Given request>
Render every line of the records, from the line containing "The answer SHOULD provide one point per instance of the leafy" down to the end of the records, as a JSON list of strings, one string per line and with blank lines omitted.

Given data>
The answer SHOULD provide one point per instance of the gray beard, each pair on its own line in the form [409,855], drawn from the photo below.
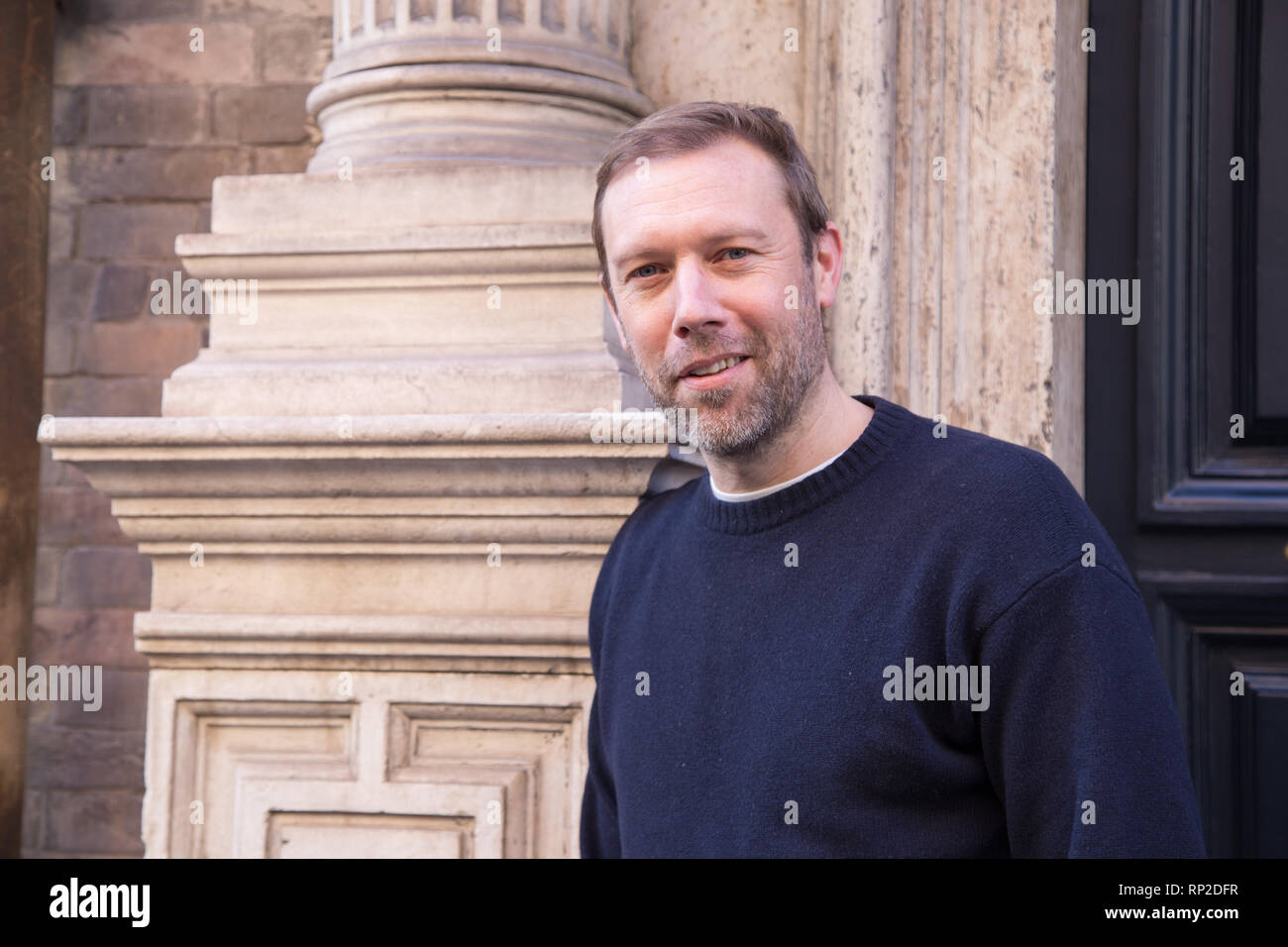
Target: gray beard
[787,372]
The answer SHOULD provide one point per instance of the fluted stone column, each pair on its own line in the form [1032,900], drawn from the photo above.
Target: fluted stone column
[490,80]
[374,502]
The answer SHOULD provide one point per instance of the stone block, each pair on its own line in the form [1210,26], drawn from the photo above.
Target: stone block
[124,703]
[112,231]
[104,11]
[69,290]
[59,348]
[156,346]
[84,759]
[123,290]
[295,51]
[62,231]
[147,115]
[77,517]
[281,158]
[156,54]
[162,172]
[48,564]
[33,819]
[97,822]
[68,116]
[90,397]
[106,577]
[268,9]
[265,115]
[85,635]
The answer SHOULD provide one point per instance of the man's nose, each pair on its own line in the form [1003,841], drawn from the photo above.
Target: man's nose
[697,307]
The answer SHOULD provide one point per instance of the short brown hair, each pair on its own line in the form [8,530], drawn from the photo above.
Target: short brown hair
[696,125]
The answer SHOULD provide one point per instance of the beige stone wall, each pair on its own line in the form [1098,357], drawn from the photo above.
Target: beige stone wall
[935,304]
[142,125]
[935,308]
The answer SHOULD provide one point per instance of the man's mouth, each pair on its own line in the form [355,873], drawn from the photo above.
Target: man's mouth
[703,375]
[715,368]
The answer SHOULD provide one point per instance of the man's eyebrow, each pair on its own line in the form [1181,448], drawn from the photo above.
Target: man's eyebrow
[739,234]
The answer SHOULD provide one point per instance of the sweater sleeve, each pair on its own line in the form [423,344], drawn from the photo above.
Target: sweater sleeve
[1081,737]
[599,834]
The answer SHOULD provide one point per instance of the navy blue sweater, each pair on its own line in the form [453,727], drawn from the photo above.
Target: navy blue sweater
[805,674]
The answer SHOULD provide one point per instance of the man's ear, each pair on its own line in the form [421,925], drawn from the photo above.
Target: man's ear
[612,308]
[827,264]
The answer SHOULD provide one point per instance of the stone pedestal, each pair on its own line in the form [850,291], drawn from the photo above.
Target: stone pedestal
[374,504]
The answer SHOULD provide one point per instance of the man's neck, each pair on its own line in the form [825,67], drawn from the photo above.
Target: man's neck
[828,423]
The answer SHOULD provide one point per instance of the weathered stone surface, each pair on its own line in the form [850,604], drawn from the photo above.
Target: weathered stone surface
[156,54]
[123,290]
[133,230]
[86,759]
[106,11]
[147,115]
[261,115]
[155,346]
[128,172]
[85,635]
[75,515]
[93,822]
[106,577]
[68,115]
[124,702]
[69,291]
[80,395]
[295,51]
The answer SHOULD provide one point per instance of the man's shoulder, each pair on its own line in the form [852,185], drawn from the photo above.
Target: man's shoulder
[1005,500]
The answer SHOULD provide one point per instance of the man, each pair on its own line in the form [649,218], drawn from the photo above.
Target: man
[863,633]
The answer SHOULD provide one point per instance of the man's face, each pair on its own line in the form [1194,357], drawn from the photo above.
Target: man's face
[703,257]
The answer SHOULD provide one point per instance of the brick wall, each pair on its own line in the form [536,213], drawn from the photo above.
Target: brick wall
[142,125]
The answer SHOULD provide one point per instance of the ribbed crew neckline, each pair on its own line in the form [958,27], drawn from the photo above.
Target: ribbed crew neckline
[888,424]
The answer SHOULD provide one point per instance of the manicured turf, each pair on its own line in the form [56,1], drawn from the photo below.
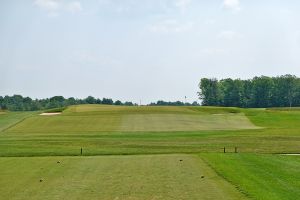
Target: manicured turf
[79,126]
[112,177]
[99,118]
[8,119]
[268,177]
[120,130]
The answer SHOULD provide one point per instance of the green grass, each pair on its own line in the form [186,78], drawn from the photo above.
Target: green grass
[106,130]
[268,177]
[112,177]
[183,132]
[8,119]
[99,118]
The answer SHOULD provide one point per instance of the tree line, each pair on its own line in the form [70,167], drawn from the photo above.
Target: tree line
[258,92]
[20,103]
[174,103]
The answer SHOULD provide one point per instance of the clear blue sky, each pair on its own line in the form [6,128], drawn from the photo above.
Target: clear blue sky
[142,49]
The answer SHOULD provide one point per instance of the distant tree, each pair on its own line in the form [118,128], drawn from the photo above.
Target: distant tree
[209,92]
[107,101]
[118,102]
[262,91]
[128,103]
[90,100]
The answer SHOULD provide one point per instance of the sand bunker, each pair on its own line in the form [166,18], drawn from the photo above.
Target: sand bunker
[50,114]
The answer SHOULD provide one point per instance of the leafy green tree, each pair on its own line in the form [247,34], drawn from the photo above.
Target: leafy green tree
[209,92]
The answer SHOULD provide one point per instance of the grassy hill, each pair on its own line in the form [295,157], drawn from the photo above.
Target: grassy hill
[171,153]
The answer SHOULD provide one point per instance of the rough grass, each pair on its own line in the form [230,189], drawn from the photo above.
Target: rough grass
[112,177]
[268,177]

Exercise answer>
[
  "The answer SHOULD provide one point per instance of the leafy green tree, each pair on its own line in the form [247,34], drawn from the photo above.",
  "Target: leafy green tree",
  "[209,92]",
  "The answer SHOULD provide one point per instance of the grassy hill, each pair on its own line in the form [295,157], drawn from the photo above.",
  "Target: grassy hill",
  "[171,153]",
  "The answer SHOULD provide one point per instance of the rough grass, each pair on its own line in the form [230,189], drawn from the photo above.",
  "Target: rough grass",
  "[112,177]",
  "[268,177]"
]